## What is needed:
The entries that follow contain images, which should be left out; output everything else exactly.

----------------

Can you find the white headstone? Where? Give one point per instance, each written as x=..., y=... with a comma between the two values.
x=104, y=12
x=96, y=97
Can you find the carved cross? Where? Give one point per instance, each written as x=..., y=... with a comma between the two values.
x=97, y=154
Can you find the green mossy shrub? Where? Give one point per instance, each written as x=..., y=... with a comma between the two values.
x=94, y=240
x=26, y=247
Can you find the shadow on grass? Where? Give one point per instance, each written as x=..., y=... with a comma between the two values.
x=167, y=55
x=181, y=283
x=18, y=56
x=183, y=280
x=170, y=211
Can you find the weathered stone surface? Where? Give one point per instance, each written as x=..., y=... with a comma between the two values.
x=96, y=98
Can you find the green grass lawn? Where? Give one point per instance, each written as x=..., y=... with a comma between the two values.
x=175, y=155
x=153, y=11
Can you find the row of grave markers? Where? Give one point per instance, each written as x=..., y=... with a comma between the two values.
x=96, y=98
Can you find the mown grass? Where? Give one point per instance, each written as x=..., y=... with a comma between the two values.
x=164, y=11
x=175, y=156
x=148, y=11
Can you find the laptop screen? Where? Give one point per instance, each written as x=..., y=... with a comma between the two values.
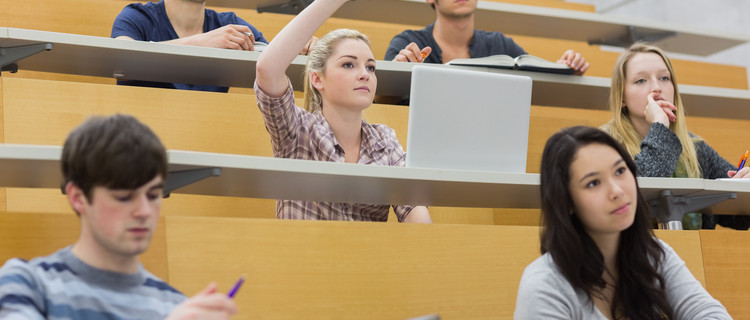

----------------

## Response below:
Can you find the white headstone? Where? Give one point per instance, each written as x=..., y=... with a comma between the two values.
x=104, y=12
x=96, y=97
Can you find the carved cross? Where? Give one point per instance, each written as x=..., y=... with a comma between the two values.
x=97, y=154
Can you find the green mossy shrub? Where? Give one point per instance, each written as x=..., y=... with a comma between the two values.
x=94, y=240
x=26, y=247
Can you find the shadow on grass? Where? Give one point per instance, each written as x=..., y=... with a comma between the two values.
x=167, y=55
x=181, y=283
x=18, y=56
x=183, y=280
x=170, y=211
Can you find the weathered stone surface? Where? Give one point per instance, each written as x=..., y=... with a comma between the two values.
x=96, y=98
Can you find the green grass lawn? Where? Give one point per instance, each written as x=..., y=... with a comma between the two values.
x=175, y=155
x=153, y=11
Can you find the row of grave markers? Where? Give one point per instance, each written as x=..., y=... with a comma between the two values.
x=96, y=98
Can you find the mown grass? Where? Give one point per instance, each written as x=..., y=... with a comma between the two values.
x=164, y=11
x=175, y=156
x=148, y=11
Can you find the laptop screen? Where? Give one point per instance, each written as x=..., y=... with a comma between the two values.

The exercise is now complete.